[Task instructions]
Identify every line in the items below that contains the string "deck", and copy each such line. Case counts.

[Supplied data]
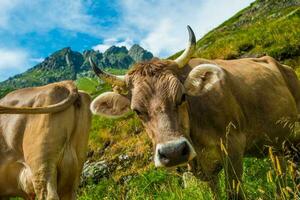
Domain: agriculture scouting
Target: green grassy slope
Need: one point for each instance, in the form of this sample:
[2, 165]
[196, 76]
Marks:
[264, 28]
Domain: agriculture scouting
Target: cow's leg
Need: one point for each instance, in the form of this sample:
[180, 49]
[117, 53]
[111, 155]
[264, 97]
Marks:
[45, 183]
[233, 151]
[233, 178]
[68, 196]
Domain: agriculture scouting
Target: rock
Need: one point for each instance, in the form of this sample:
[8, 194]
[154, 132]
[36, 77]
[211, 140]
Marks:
[188, 179]
[139, 54]
[94, 171]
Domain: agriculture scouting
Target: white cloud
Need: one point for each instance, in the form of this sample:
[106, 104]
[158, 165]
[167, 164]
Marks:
[14, 59]
[37, 60]
[113, 41]
[21, 16]
[163, 23]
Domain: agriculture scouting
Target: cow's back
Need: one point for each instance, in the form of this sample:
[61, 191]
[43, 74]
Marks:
[43, 141]
[265, 95]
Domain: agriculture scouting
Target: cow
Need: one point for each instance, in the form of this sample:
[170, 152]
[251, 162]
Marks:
[198, 111]
[43, 141]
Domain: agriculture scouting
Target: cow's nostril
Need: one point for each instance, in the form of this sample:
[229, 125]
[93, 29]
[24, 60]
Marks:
[185, 151]
[162, 155]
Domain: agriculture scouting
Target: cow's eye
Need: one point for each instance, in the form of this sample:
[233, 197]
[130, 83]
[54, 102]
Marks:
[183, 97]
[139, 113]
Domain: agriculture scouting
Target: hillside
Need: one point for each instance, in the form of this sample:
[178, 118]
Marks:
[266, 27]
[67, 64]
[120, 160]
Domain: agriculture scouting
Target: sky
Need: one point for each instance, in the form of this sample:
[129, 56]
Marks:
[32, 30]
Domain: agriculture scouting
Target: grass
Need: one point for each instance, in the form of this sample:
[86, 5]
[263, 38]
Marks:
[164, 184]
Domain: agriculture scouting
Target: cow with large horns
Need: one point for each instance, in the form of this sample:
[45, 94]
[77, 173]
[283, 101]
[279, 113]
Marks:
[199, 111]
[43, 141]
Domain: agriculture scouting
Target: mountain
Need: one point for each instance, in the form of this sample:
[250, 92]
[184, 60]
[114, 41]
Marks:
[67, 64]
[266, 27]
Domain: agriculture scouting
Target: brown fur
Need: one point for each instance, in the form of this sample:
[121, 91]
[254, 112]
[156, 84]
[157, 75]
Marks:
[246, 111]
[47, 149]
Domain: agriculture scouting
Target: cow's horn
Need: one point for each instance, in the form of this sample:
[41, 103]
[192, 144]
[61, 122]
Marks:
[189, 51]
[109, 78]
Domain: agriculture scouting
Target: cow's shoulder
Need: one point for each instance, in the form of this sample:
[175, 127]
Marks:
[39, 96]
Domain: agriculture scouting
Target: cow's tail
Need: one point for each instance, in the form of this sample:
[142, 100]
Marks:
[58, 107]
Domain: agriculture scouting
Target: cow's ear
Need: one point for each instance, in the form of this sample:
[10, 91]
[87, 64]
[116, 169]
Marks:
[203, 78]
[110, 104]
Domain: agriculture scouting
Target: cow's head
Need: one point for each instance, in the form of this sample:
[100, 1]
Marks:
[156, 90]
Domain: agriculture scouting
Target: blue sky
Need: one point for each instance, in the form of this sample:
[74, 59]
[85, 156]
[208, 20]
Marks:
[32, 30]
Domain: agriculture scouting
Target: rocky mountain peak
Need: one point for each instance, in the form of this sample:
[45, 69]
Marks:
[139, 54]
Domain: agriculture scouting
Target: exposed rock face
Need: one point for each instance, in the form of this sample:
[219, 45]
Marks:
[66, 64]
[138, 54]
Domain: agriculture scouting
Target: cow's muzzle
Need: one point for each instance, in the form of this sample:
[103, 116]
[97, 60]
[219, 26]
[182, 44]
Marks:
[174, 153]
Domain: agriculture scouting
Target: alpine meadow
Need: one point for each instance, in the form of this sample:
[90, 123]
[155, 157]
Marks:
[120, 155]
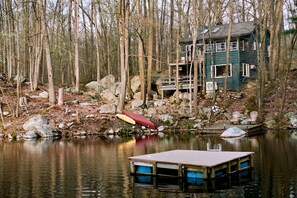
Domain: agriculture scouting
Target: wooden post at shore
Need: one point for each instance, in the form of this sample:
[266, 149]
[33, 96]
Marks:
[61, 98]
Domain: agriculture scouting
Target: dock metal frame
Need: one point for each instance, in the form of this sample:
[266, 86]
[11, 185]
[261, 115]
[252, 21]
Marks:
[178, 163]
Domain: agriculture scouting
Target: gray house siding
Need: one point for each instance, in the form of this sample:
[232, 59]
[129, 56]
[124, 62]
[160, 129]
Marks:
[219, 58]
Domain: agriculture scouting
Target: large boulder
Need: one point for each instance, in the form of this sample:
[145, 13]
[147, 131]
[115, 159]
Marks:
[292, 118]
[135, 83]
[116, 89]
[233, 132]
[166, 118]
[136, 103]
[47, 131]
[108, 97]
[35, 121]
[30, 135]
[95, 86]
[107, 81]
[107, 108]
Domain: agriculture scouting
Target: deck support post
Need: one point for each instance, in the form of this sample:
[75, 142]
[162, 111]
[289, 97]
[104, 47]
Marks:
[154, 169]
[132, 167]
[180, 170]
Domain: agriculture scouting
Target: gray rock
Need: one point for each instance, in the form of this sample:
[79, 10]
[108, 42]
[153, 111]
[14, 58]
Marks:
[46, 131]
[35, 121]
[135, 83]
[270, 123]
[151, 112]
[136, 103]
[166, 118]
[233, 132]
[137, 96]
[95, 86]
[29, 135]
[159, 103]
[292, 117]
[108, 81]
[43, 94]
[108, 97]
[107, 108]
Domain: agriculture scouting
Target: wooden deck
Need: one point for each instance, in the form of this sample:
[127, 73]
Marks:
[191, 163]
[251, 129]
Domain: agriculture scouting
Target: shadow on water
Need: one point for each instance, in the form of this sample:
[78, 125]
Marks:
[99, 167]
[192, 184]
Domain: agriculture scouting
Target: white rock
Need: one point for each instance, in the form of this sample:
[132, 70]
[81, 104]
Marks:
[233, 132]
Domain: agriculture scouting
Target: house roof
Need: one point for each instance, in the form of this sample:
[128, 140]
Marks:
[221, 31]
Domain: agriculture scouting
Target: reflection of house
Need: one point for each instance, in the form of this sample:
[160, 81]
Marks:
[211, 50]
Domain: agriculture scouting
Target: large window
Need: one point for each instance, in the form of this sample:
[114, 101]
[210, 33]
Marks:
[219, 71]
[233, 45]
[221, 46]
[245, 70]
[209, 48]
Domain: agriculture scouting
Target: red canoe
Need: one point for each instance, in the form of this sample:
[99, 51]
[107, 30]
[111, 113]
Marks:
[139, 119]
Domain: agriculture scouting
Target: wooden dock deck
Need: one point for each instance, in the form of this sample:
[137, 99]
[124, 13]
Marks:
[251, 129]
[191, 163]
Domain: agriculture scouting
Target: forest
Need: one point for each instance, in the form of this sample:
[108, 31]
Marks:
[69, 43]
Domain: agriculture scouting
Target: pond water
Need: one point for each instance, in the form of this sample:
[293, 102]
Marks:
[99, 167]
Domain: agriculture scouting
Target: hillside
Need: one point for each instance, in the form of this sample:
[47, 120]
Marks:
[79, 114]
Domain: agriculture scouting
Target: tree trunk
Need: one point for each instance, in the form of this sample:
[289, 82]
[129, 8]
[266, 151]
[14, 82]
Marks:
[122, 30]
[51, 87]
[70, 63]
[194, 58]
[150, 47]
[76, 63]
[140, 51]
[228, 54]
[97, 43]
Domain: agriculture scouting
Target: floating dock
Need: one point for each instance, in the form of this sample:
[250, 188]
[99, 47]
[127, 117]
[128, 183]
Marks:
[251, 129]
[191, 163]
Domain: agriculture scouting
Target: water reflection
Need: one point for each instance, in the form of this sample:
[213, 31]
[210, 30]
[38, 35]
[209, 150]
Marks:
[99, 167]
[193, 184]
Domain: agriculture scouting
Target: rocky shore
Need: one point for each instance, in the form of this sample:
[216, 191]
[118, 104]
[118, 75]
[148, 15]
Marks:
[92, 112]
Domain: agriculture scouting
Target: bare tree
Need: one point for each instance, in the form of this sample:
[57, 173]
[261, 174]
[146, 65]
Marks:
[150, 47]
[122, 15]
[140, 51]
[227, 68]
[76, 62]
[51, 87]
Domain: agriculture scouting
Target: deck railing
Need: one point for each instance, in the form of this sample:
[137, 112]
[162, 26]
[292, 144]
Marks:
[169, 83]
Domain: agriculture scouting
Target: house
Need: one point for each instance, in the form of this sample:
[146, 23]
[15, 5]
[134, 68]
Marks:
[211, 45]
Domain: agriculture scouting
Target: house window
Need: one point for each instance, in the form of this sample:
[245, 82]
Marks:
[244, 45]
[209, 48]
[221, 46]
[245, 70]
[233, 45]
[219, 71]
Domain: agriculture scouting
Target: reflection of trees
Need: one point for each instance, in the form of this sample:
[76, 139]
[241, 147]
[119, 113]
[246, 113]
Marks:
[95, 165]
[277, 164]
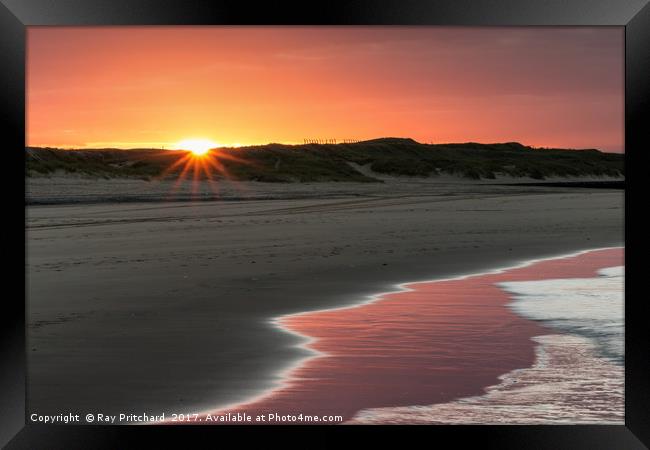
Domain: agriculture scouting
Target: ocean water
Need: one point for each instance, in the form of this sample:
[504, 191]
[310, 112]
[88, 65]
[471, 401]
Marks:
[578, 374]
[590, 307]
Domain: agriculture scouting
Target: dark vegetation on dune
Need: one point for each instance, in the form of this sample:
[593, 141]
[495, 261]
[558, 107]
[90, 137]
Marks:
[331, 162]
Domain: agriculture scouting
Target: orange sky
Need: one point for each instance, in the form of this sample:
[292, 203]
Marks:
[154, 86]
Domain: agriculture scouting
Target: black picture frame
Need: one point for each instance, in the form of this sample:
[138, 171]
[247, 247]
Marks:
[16, 15]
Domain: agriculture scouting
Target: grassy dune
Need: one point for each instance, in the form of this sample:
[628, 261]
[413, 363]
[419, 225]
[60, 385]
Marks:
[331, 162]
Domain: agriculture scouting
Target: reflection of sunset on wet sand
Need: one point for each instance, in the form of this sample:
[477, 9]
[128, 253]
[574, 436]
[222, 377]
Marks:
[433, 343]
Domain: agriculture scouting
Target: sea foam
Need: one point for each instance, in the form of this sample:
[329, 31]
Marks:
[591, 307]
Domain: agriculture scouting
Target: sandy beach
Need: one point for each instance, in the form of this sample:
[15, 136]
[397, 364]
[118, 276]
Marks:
[165, 306]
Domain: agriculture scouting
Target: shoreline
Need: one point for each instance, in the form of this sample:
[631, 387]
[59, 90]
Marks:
[308, 344]
[208, 277]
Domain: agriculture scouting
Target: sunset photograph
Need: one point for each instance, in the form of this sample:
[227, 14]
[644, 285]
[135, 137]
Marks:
[317, 225]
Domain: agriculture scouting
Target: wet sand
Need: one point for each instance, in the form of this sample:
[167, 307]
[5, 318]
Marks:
[431, 343]
[165, 307]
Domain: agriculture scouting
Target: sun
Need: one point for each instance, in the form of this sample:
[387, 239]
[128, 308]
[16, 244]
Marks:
[198, 147]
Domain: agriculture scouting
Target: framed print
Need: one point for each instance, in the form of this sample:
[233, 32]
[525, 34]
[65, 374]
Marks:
[344, 217]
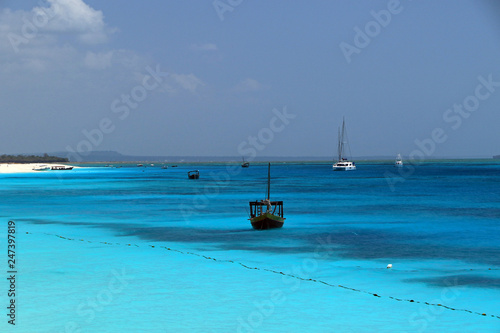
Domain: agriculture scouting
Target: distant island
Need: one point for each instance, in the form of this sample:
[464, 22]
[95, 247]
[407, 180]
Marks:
[32, 159]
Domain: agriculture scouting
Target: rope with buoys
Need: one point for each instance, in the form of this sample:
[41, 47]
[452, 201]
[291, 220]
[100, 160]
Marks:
[286, 274]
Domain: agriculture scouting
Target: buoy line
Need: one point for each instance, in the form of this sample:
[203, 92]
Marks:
[285, 274]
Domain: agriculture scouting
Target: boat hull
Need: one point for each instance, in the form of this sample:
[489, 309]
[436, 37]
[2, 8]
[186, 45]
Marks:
[344, 168]
[267, 221]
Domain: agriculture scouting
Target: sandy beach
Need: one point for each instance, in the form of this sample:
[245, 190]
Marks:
[30, 167]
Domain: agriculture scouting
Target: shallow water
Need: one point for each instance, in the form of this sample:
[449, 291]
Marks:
[145, 249]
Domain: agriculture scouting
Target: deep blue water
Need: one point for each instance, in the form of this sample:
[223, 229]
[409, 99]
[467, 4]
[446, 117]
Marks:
[437, 223]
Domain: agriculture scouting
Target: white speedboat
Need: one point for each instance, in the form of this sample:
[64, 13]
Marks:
[343, 164]
[399, 161]
[41, 167]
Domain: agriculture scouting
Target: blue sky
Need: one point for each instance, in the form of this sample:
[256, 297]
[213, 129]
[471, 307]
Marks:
[410, 77]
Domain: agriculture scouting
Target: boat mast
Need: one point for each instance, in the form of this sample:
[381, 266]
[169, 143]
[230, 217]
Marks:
[268, 181]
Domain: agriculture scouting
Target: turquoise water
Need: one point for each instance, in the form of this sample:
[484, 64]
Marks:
[136, 249]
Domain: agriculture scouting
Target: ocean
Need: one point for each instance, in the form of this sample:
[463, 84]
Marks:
[145, 249]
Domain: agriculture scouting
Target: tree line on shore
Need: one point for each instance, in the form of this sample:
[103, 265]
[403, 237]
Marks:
[32, 159]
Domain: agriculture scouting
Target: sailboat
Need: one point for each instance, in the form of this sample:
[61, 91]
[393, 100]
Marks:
[343, 164]
[266, 214]
[399, 161]
[245, 164]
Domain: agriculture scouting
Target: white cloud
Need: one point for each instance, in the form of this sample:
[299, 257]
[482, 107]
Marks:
[73, 16]
[98, 60]
[187, 81]
[249, 85]
[204, 47]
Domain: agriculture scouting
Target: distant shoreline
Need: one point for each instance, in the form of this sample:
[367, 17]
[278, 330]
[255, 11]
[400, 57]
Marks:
[30, 167]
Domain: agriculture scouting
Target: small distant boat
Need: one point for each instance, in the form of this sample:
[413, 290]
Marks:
[194, 174]
[266, 214]
[42, 167]
[343, 164]
[61, 167]
[399, 161]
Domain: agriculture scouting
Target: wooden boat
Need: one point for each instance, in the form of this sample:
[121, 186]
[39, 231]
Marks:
[194, 174]
[266, 214]
[399, 161]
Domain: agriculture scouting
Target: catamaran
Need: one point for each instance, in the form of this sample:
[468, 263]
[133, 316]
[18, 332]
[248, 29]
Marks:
[343, 164]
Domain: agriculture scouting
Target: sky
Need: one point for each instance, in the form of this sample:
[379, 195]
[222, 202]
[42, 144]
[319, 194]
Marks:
[250, 78]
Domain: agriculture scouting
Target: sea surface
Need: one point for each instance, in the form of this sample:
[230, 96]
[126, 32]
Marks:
[145, 249]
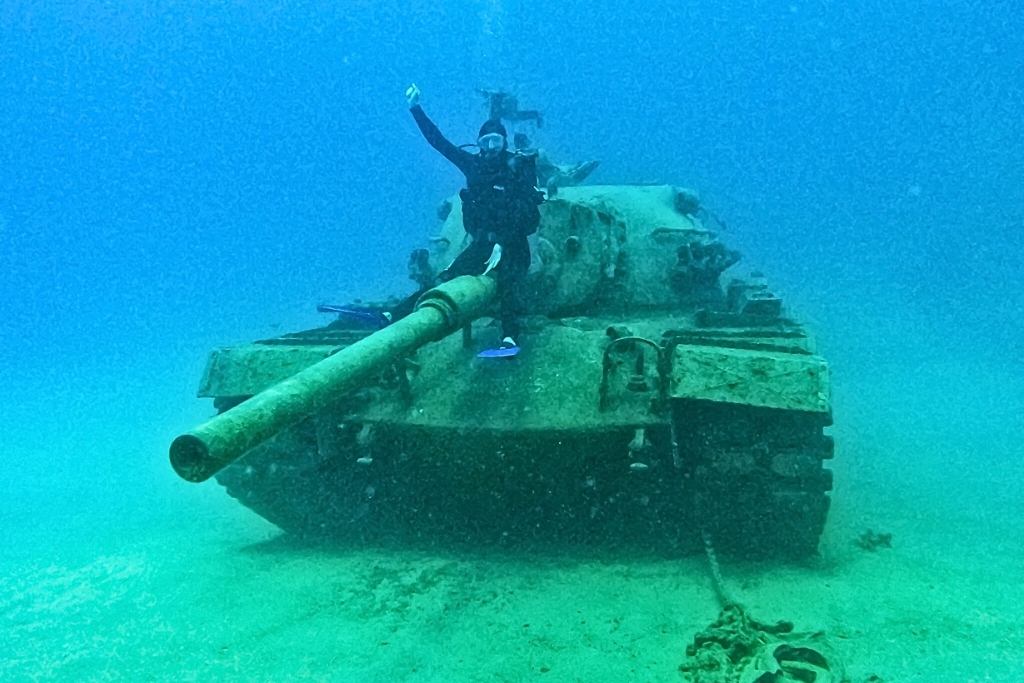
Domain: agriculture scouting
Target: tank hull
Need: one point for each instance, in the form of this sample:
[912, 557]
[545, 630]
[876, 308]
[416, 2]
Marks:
[568, 443]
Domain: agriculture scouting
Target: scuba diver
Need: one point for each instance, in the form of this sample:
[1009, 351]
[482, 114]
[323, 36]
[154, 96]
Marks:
[500, 211]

[Response to the task]
Target: deck support post
Target: wooden deck
Target: wooden dock deck
Target: deck railing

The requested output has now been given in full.